▸ Information supplied:

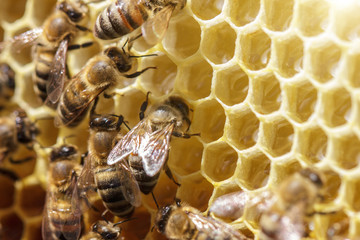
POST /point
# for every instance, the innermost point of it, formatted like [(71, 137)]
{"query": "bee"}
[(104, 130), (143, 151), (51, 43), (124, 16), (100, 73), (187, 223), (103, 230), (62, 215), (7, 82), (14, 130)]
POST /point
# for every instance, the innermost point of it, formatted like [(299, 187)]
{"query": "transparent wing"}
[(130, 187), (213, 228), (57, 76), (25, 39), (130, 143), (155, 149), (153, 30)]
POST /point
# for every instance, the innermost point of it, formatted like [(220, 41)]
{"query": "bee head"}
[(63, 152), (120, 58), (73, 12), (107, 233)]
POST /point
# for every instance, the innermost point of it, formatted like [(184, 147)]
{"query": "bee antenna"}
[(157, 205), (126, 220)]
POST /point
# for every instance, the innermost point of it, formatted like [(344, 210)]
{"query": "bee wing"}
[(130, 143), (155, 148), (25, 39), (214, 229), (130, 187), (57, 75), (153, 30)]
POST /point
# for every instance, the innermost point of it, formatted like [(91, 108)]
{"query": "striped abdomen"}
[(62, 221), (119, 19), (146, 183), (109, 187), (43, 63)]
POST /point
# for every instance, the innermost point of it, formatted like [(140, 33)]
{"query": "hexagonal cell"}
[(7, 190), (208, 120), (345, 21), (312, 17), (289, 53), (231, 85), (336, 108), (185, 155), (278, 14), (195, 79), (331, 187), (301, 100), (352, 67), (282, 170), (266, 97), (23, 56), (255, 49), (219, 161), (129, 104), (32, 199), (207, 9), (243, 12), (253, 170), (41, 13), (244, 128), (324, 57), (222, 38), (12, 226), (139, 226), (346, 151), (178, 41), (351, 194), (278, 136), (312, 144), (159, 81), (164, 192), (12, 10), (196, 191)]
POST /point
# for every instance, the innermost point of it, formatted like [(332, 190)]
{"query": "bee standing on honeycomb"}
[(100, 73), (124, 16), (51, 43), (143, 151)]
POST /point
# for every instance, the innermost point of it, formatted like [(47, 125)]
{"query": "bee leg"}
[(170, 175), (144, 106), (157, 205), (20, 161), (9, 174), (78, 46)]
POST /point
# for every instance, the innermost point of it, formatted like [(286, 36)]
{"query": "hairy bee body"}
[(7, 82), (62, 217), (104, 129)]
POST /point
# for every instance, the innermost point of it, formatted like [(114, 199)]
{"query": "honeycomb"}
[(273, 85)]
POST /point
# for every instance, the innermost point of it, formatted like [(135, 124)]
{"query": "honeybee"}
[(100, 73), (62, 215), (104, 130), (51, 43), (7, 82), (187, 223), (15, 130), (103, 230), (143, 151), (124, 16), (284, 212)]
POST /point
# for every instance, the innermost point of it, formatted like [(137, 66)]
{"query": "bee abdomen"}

▸ What you need to do: Could you repeat every entry above exactly, with each picture omitted?

▸ Solved problem:
POST /point
# for every instance, the innermost point of it, formatted like [(71, 137)]
{"query": "bee"}
[(104, 130), (143, 151), (51, 43), (124, 16), (100, 73), (187, 223), (103, 230), (62, 215), (7, 82), (14, 130)]
POST /point
# for every instance, the innermost point of it, formatted like [(299, 187)]
{"query": "transparent wing"}
[(130, 187), (213, 228), (57, 76), (25, 39), (130, 143), (155, 149), (153, 30)]
POST /point
# for every instance, the innermost point of it, formatted like [(220, 41)]
{"query": "bee head"}
[(63, 152), (120, 58), (73, 12), (107, 233)]
POST /point
# for every instance, the innermost point of it, formatted like [(184, 147)]
{"query": "bee antenna"}
[(157, 205), (126, 220)]
POST /point
# for every instance, the innermost point of it, formatted like [(344, 210)]
{"query": "bee wing"}
[(130, 143), (155, 148), (25, 39), (214, 229), (130, 187), (57, 75), (153, 30)]
POST /point
# for every instance, the innermost point of it, formatted like [(91, 108)]
{"query": "striped abdomen"}
[(62, 221), (119, 19), (146, 183), (109, 187), (43, 63)]
POST /point
# for every instance, the innermost point of it, formatted like [(140, 33)]
{"query": "hexagonal cell"}
[(7, 190), (208, 120), (345, 21), (312, 17), (289, 53), (231, 85), (336, 108), (185, 155), (278, 14), (195, 79), (331, 187), (301, 100), (352, 67), (282, 170), (266, 97), (23, 56), (255, 49), (219, 161), (129, 104), (32, 199), (207, 9), (243, 12), (253, 170), (41, 13), (244, 128), (324, 57), (222, 38), (12, 226), (139, 226), (346, 151), (178, 41), (351, 194), (278, 136), (312, 144), (159, 81), (164, 192), (12, 10), (196, 191)]
POST /point
# for every instance, the innermost point of it, formatted like [(332, 190)]
{"query": "bee standing on honeycomb"}
[(100, 73), (124, 16), (51, 43), (143, 151)]
POST /point
# for every instance, the innermost point of it, formatted like [(47, 125)]
{"query": "bee leg"}
[(170, 175), (144, 106), (157, 205), (20, 161), (9, 174), (78, 46)]
POST /point
# for every instance, the innermost point of it, formatted like [(286, 36)]
{"query": "hairy bee body"}
[(7, 82), (62, 217), (104, 129)]
POST /point
# for every instance, the innermost point of it, formatted like [(114, 199)]
{"query": "honeycomb"}
[(273, 85)]
POST /point
# for every instance, the innermost point of it, formatted like [(135, 124)]
{"query": "honeybee"}
[(100, 73), (62, 215), (104, 130), (51, 43), (7, 82), (187, 223), (15, 130), (103, 230), (143, 151), (124, 16), (284, 212)]
POST /point
# for every instance, the innermost point of it, formatted like [(137, 66)]
{"query": "bee abdomen"}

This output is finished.